◆ **PROBLEM REQUIREMENTS**:
Answer these questions about the transcript on securitized credit:
1. What share of the Barclays Aggregate Index does the transcript say is rated BBB?
2. When did the speaker get into the business?
3. What are many plans required to do if BBB bonds are downgraded to junk?

◆ **EXTRACT**:
So, typically, you know, our clients are looking at portfolios of equities and long corporate credit, and we've been talking for over five years, having conversations about how securitized should be part of the equation. And frankly, in response to clients who come to us and say, "I keep seeing that corporate America is getting more and more levered."
You know, taking a step back in time, when I got into the business in the early '80s, there were a plethora of AAA and AA issuers, but now we know. Everybody knows the statistics. Over 50% of the Barclays Aggregate Index is rated BBB. That is first of all risky. If they get downgraded to junk, plans are required to sell, or many plans are required to sell. And so that doesn't provide you the diversification.
The issuers or the biggest issuers in the credit index are the same issuers that are the largest issuers in your equity portfolios, so your bonds once again are not diversifying your equities, they're correlated there too.
And then finally, as we saw in March, you really needed something in your plans that was liquid that you could liquidate during periods of risk off in order to pay benefits, or use the opportunity to increase equity, since that was what was being done.
Long credit is not within the Fed's (virtuous) program. Short credit is, if you're a five-year, but there's relatively little of that in our pension plans.
On the other hand, the long securitized portfolios that we manage, old bonds, which are on the Fed's purchase program, Justin can talk more about that, so we see the opportunity to increase portfolio credit quality by going from BBB corporate credit at the agency credit, improve liquidity, and improve diversification benefits. So that's the result of conversations like this that we've been having with clients over a period of years.

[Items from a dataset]
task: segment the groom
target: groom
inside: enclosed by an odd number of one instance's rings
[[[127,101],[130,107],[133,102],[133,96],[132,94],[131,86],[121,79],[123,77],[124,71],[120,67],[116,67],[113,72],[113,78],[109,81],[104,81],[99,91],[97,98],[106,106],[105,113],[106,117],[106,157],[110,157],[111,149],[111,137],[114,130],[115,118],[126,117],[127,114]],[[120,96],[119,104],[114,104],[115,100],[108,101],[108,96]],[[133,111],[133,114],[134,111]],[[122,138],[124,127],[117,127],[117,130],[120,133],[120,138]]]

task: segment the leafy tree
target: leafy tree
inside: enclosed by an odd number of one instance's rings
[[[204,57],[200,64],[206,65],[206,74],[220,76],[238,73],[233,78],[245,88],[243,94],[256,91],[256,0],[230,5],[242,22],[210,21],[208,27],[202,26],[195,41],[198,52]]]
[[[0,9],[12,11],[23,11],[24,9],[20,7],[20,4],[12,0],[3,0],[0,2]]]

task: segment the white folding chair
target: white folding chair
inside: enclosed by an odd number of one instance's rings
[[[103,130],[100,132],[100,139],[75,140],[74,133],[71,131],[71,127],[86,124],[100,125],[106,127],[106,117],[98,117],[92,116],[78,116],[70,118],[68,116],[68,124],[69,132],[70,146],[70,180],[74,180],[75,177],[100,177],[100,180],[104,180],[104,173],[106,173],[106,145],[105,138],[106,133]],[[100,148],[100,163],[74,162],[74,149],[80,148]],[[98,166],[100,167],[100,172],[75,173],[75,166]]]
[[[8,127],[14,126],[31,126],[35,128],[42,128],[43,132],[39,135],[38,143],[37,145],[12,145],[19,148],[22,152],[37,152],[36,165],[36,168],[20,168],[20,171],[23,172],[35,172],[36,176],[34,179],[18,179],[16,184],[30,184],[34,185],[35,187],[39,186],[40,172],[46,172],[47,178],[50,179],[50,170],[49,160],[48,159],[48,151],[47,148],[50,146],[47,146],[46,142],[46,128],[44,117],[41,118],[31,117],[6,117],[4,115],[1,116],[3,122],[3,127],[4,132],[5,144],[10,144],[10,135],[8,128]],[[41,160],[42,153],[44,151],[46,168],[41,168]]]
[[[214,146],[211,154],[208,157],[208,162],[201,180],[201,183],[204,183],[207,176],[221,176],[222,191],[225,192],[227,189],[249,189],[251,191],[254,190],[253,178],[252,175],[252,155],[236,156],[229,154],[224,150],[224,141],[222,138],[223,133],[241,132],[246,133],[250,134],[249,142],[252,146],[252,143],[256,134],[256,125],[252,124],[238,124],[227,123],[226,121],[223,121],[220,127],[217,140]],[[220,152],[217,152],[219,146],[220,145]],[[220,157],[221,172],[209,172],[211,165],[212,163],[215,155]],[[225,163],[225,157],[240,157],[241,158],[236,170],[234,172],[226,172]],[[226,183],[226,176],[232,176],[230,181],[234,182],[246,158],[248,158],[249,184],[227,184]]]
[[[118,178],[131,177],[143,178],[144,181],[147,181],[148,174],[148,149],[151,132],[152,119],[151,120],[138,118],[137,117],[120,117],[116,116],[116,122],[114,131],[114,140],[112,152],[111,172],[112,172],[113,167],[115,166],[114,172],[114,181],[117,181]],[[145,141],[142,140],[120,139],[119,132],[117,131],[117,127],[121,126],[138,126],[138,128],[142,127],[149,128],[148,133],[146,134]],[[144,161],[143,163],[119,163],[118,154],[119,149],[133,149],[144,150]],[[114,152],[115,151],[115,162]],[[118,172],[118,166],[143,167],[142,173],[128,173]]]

◆ **TASK RESULT**:
1. Over 50%.
2. In the early '80s.
3. Sell them.